DIRECTIONS FOR THIS TASK. Extract the line that contains "Target: dark wood hutch" and every line after it to the end of the records below, exactly as written and nothing else.

GIVEN INFORMATION.
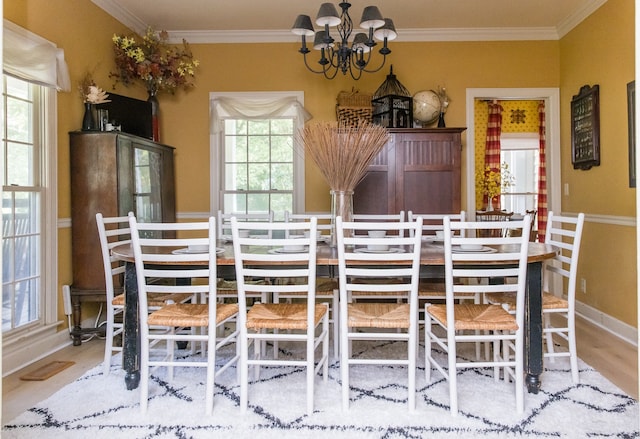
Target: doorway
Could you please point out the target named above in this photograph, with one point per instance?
(551, 98)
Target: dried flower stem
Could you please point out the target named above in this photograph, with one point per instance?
(342, 153)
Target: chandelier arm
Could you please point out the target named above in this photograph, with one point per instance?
(326, 71)
(384, 60)
(338, 54)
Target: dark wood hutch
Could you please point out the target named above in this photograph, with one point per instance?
(112, 173)
(419, 170)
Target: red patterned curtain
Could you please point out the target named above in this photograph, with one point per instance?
(542, 175)
(492, 147)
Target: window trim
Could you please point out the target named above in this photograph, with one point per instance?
(46, 137)
(216, 143)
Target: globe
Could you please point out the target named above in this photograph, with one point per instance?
(426, 106)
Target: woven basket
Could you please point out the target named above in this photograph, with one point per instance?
(353, 107)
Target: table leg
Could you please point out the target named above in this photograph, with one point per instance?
(533, 321)
(131, 342)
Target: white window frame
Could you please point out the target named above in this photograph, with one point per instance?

WRITTEN RESPONSE.
Target: dark wood hutch
Could you please point out the target named above in this photograph, with one point per instance?
(112, 173)
(419, 170)
Target: red patterned curtain
Could you please point out the target named above in this photograph, with one point per instance?
(542, 175)
(492, 147)
Target: window trim
Could you please point out the target named above in this photograph, with one point per instance?
(46, 137)
(216, 143)
Target: globe
Could you please point out the target named above in this photograph, with one point per instance?
(426, 106)
Target: woven basket
Could you please point out the target named above in this photograph, with one point per instance?
(353, 107)
Target: table leg
Could you please point out the target named above in this photograph, with one point per instance?
(533, 321)
(131, 342)
Target: white window frame
Could you please point out the target named above in this photograph, with one point per instance?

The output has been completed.